## [Task requirements]
Can you retype the items below exactly as they appear, every one of them?

□ □ □ □

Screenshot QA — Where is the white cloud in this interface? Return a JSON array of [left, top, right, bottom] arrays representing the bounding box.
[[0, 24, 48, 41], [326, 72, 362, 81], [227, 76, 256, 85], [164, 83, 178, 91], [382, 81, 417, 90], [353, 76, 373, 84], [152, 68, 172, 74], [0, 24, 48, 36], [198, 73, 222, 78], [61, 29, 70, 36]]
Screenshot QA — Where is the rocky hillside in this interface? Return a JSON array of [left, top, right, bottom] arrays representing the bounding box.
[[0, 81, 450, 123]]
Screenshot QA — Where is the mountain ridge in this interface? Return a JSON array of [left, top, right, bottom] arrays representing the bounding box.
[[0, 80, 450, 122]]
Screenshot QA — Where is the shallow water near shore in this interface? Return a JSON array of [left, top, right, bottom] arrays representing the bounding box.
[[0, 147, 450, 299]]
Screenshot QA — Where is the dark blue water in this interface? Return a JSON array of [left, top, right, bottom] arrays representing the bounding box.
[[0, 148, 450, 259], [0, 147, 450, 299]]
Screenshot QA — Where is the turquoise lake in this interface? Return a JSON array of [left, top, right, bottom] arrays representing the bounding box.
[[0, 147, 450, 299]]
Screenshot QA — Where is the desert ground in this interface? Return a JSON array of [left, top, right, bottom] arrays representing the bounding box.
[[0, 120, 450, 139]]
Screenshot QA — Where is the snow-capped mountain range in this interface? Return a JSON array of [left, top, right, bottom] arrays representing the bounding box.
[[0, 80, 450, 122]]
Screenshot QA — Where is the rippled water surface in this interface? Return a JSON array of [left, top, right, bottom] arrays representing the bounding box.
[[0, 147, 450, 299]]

□ □ □ □

## [Task answer]
Screenshot QA — Where is the white cloud in this interface? Return a JSON array of [left, top, right, bottom] arrays representing the bounding box.
[[0, 24, 48, 41], [326, 72, 362, 81], [227, 76, 256, 85], [164, 83, 178, 91], [382, 81, 417, 90], [353, 76, 373, 84], [152, 68, 172, 74], [0, 24, 48, 36], [198, 73, 222, 78], [61, 29, 70, 36]]
Screenshot QA — Where is the rocky hillside in this interface? Return a JSON array of [left, top, right, bottom] arrays representing the bounding box.
[[0, 81, 450, 123]]
Screenshot QA — Where is the mountain ridge in this interface? Return a JSON array of [left, top, right, bottom] arrays representing the bounding box.
[[0, 80, 450, 122]]
Screenshot QA — Where is the shallow water near shore in this interface? Return a JSON array of [left, top, right, bottom] arrays representing the bounding box.
[[0, 147, 450, 299]]
Screenshot QA — Where is the dark blue water in this interface? Return a JSON array of [left, top, right, bottom] arrays representing the bounding box.
[[0, 148, 450, 259], [0, 147, 450, 299]]
Screenshot QA — Where is the turquoise lake in this interface? Return a JSON array of [left, top, right, bottom] arrays representing the bounding box.
[[0, 147, 450, 299]]
Screenshot QA — Where is the desert ground in this interface? Return a JSON array of [left, top, right, bottom] arrays representing the bounding box.
[[0, 120, 450, 139]]
Screenshot QA — Where is the snow-capped mountain range in this interface? Return a JSON array of [left, top, right, bottom] arrays representing the bounding box.
[[0, 80, 450, 122]]
Screenshot QA — Where is the rippled water surface in this interface? Return a JSON array of [left, top, right, bottom] arrays representing the bounding box.
[[0, 147, 450, 299]]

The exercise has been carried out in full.